◆ Texto de leitura ◆
☆ ☆ ☆ ☆ ☆

Acórdão do Tribunal da Relação de Coimbra
Processo:
372/04.8TAAND.C1
Nº Convencional: JTRC
Relator: JORGE ARCANJO
Descritores: RESPONSABILIDADE PARENTAL
INCIDENTE DE INCUMPRIMENTO
PRESUNÇÃO DE CULPA
ÓNUS DA ESPECIFICAÇÃO NA IMPUGNAÇÃO DA MATÉRIA DE FACTO
Data do Acordão: 05/13/2008
Votação: UNANIMIDADE
Tribunal Recurso: TRIBUNAL JUDICIAL DE ANADIA - 2º JUÍZO CÍVEL
Texto Integral: S
Meio Processual: AGRAVO
Decisão: PROVIDO PARCIALMENTE
Legislação Nacional: ARTºS 181º DA OTM, E 690º-A, NºS 1 E 2, DO CPC
Sumário: I – A possibilidade de conhecimento do Tribunal da Relação em caso de impugnação da decisão de 1ª instância sobre matéria de facto está confinada aos pontos de facto que o recorrente considere incorrectamente julgados, com os pressupostos estatuídos no artº 690º-A, nºs 1 e 2,do CPC.

II – Os concretos pontos de facto impugnados devem constar das respectivas conclusões, porque delimitadoras do âmbito do recurso e constituírem o fundamento da alteração da decisão.

☆ ☆ ☆ ☆ ☆

◆ Lista de dados ◆
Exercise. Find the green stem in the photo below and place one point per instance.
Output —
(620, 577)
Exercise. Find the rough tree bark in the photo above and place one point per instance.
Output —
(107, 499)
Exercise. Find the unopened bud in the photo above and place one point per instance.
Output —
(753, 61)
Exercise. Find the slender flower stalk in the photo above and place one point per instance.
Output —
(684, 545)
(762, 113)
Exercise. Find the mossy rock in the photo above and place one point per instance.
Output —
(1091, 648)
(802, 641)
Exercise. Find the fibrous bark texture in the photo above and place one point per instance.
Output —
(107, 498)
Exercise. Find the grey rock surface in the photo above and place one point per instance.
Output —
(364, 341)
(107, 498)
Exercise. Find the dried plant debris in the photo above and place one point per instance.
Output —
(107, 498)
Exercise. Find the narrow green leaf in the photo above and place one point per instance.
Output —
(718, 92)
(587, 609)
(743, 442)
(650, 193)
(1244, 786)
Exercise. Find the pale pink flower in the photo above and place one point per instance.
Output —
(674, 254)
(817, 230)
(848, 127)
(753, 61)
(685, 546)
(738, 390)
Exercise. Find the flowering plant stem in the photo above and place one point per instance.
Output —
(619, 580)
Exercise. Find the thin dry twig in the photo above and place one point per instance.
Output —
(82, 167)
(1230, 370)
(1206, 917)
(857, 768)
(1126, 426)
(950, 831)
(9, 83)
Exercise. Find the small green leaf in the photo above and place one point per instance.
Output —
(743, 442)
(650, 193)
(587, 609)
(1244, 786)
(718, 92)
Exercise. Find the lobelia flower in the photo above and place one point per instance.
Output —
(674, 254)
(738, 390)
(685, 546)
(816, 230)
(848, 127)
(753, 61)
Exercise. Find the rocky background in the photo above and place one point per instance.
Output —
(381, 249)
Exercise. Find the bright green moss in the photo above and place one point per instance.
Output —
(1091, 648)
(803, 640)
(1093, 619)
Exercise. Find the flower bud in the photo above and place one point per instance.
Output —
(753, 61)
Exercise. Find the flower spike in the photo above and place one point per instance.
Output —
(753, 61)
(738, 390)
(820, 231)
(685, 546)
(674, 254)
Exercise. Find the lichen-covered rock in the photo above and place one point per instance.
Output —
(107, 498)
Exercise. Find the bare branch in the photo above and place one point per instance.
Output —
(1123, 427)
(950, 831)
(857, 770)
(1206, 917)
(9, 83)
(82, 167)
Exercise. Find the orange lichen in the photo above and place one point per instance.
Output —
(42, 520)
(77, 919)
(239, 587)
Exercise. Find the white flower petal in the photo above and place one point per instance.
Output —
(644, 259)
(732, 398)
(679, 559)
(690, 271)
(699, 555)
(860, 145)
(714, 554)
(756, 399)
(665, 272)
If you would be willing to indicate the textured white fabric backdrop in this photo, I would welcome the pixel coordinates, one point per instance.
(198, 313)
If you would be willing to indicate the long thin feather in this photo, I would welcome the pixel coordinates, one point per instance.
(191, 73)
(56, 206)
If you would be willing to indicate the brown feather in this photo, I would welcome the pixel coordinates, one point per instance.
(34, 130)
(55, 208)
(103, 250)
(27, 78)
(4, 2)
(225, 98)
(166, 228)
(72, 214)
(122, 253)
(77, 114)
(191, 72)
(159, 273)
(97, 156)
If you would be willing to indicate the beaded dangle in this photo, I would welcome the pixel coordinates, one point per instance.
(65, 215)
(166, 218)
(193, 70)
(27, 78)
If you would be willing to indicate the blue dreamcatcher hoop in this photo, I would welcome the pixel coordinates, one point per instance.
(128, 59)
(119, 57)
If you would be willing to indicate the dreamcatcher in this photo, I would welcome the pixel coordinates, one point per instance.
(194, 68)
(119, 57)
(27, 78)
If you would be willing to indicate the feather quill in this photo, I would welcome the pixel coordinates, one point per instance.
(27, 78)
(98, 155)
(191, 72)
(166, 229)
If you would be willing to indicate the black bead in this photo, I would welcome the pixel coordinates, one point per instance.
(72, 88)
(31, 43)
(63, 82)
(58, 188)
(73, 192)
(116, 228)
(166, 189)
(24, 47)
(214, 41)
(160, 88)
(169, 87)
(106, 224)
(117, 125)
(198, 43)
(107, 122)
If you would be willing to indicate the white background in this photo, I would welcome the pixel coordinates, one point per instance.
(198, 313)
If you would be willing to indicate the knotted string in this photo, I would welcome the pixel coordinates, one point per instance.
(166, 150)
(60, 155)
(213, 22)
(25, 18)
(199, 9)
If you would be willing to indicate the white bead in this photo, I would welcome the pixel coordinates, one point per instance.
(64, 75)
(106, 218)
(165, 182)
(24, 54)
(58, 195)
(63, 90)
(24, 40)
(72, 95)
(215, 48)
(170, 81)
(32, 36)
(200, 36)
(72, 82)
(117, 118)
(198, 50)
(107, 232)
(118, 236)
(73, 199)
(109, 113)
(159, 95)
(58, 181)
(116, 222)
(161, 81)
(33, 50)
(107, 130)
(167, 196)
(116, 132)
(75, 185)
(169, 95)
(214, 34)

☆ ☆ ☆ ☆ ☆

◆ Ações a realizar ◆
a) Transcreva do acórdão todo o trecho que vai desde "II – Os concretos" até "alteração da decisão.".
b) Indique, de acordo com o acórdão, o tribunal de onde veio o recurso.

◆ Resultados por tarefa ◆
a)
II – Os concretos pontos de facto impugnados devem constar das respectivas conclusões, porque delimitadoras do âmbito do recurso e constituírem o fundamento da alteração da decisão.

b) Tribunal Judicial de Anadia, 2º Juízo Cível.